[Provided entries start]

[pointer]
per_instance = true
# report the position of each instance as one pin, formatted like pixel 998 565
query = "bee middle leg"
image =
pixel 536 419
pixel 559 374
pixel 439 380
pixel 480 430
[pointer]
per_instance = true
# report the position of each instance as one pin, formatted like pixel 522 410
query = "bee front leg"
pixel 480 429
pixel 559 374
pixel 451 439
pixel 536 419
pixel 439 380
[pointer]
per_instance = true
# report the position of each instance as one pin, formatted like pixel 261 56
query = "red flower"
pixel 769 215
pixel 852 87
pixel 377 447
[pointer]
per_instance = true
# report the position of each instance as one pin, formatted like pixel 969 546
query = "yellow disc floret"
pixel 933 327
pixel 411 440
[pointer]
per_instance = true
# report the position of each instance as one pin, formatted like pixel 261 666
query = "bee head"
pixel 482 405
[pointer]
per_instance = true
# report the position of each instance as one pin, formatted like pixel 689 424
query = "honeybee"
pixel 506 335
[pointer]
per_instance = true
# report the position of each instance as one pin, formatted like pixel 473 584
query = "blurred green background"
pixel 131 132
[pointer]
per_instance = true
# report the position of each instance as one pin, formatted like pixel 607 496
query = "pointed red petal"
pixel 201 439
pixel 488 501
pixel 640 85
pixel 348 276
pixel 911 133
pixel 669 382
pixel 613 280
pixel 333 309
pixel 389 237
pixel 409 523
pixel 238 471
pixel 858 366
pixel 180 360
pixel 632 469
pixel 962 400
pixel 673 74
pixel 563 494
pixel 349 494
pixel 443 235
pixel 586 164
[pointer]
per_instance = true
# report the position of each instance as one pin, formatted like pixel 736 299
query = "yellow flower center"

[Provided entries end]

Given instruction - Restate each record exactly as written.

Written response -
[pointer]
per_instance = true
# report the position of each instance as one pin, formatted like pixel 998 565
query = "bee middle leg"
image =
pixel 536 419
pixel 559 374
pixel 439 380
pixel 480 430
[pointer]
per_instance = true
# report the position of each instance as one pin, formatted like pixel 522 410
query = "bee front leg"
pixel 480 429
pixel 559 374
pixel 451 439
pixel 536 419
pixel 439 380
[pointer]
per_instance = true
# report the position of each instance as one pin, formatted like pixel 261 56
query = "red flower"
pixel 769 215
pixel 852 87
pixel 377 447
[pointer]
per_instance = true
# report the position of each instance as one pin, formatted like pixel 969 546
query = "yellow disc floret"
pixel 933 327
pixel 411 440
[pointer]
per_instance = true
# report the position of each instance as one pin, formatted like pixel 261 666
query = "bee head"
pixel 482 405
[pointer]
per_instance = true
# report the position of each instance as one pin, formatted like pixel 689 424
query = "honeybee"
pixel 506 335
[pointer]
per_instance = true
# report the position of each instance as one pin, formatted like pixel 473 584
query = "blurred green background"
pixel 131 132
[pointer]
per_instance = true
# report the position of each instance as one pin, formatted like pixel 607 496
query = "pointed red petal"
pixel 201 439
pixel 488 501
pixel 640 85
pixel 348 276
pixel 911 133
pixel 669 382
pixel 613 280
pixel 333 309
pixel 389 237
pixel 409 523
pixel 238 471
pixel 858 366
pixel 180 360
pixel 632 469
pixel 962 400
pixel 673 74
pixel 563 494
pixel 349 494
pixel 443 235
pixel 586 164
[pointer]
per_instance = true
# report the position of each instance as one pin, formatted like pixel 736 299
query = "yellow flower center"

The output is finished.